§ **Page excerpt**:
Hunt and Engelby describe Pure Barre as small, isometric movements focused on building strength and muscle without bulk. A 55-minute class consists of a warmup and resistance training, followed by time at the barre for seat and thighs. The class ends with abdominal work and a cooldown.

One of Rowan’s favorite parts about Pure Barre and why she keeps coming is the one-on-one attention she gets from the instructors. And because she wasn’t a dancer before trying this (no dance experience is necessary), she was grateful for the extra attention. “The instructors really take time to teach you the movements,” she says. “I felt empowered, which is probably why I wake up early twice a week to attend the 5:30 a.m. class.”

Blissful Balance

Amanda Riley is cultivating wellness at her natural health center in Woodbury called Blissful Balance. Here, she focuses on healing and strengthening the mind, body and spirit. In her 700-foot studio, she teaches more than just strength training, yoga and resistance training. She teaches her clients how to love and accept themselves from day one.

“The energy inside the studio is palpable,” Riley says of the eight-week Commit to Fit classes she offers, which begin at 5:30 a.m. “The class becomes a tight community, lifting each other up through the journey to wellness.”

Blissful Balance also offers a class for moms of young kids called Balanced Body. Unable to find a child-friendly class after her daughter was born, she wanted to offer something to moms in Woodbury that would meet their needs.

Urban Iron Fitness

Dena Smith had one goal: lose the baby weight. She found kettlebells and achieved that and much more at RAD Boot Camp. She was hooked, began teaching classes and eight years later, would end up purchasing the gym, which recently moved to a new location.

Now called Urban Iron Fitness, Smith teaches 12 classes a week. Although the gym has a strong kettlebell foundation, other classes like circuit training, yoga and TRX (suspension training using gravity and body weight to build strength and balance) are also offered.

§ **Data extract**:
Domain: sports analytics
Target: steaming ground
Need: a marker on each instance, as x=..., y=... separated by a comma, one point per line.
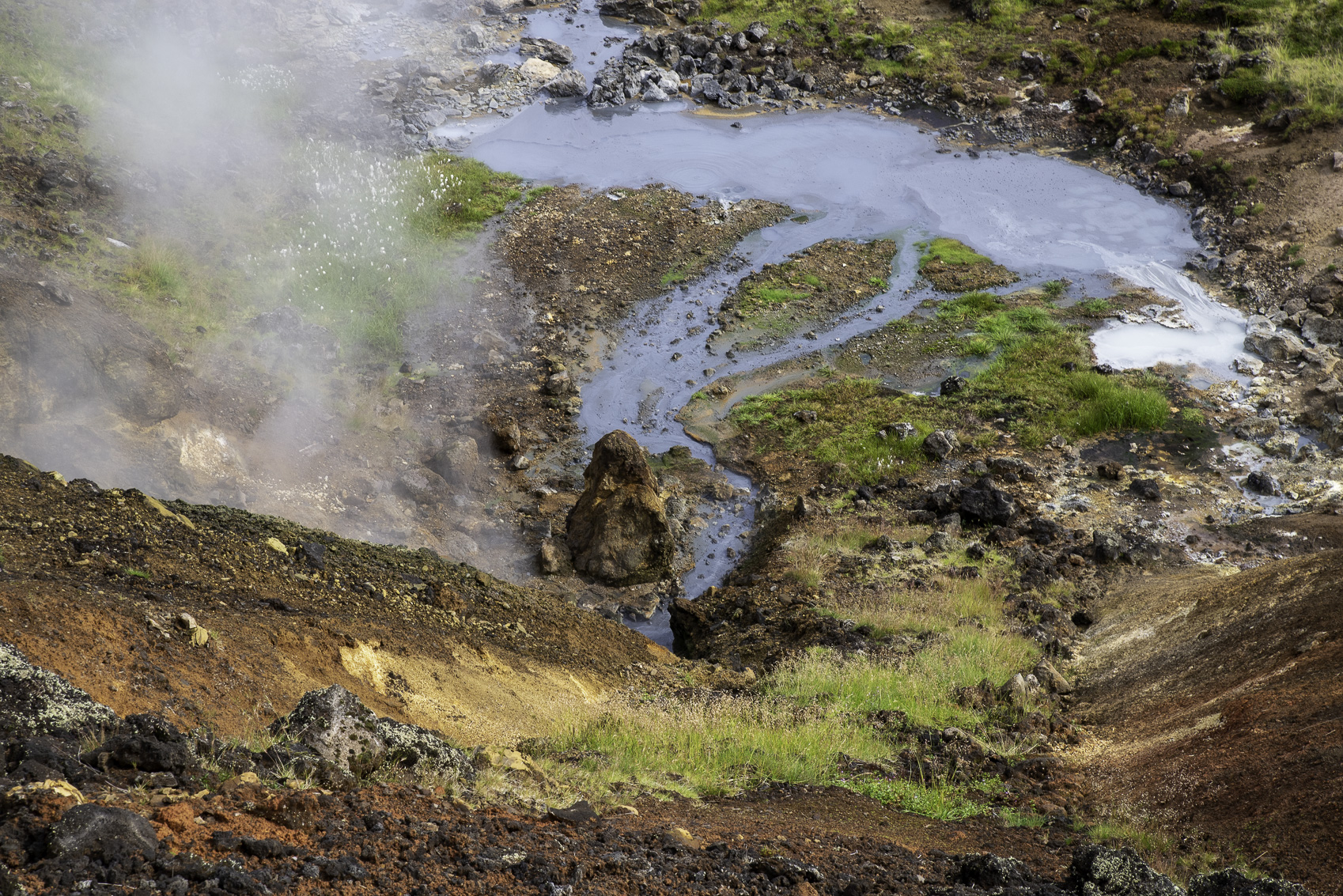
x=250, y=213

§ **Request**: Return the passage of the fitness studio excerpt between "Hunt and Engelby" and "and a cooldown.", inclusive, copied word for word.

§ **Answer**:
Hunt and Engelby describe Pure Barre as small, isometric movements focused on building strength and muscle without bulk. A 55-minute class consists of a warmup and resistance training, followed by time at the barre for seat and thighs. The class ends with abdominal work and a cooldown.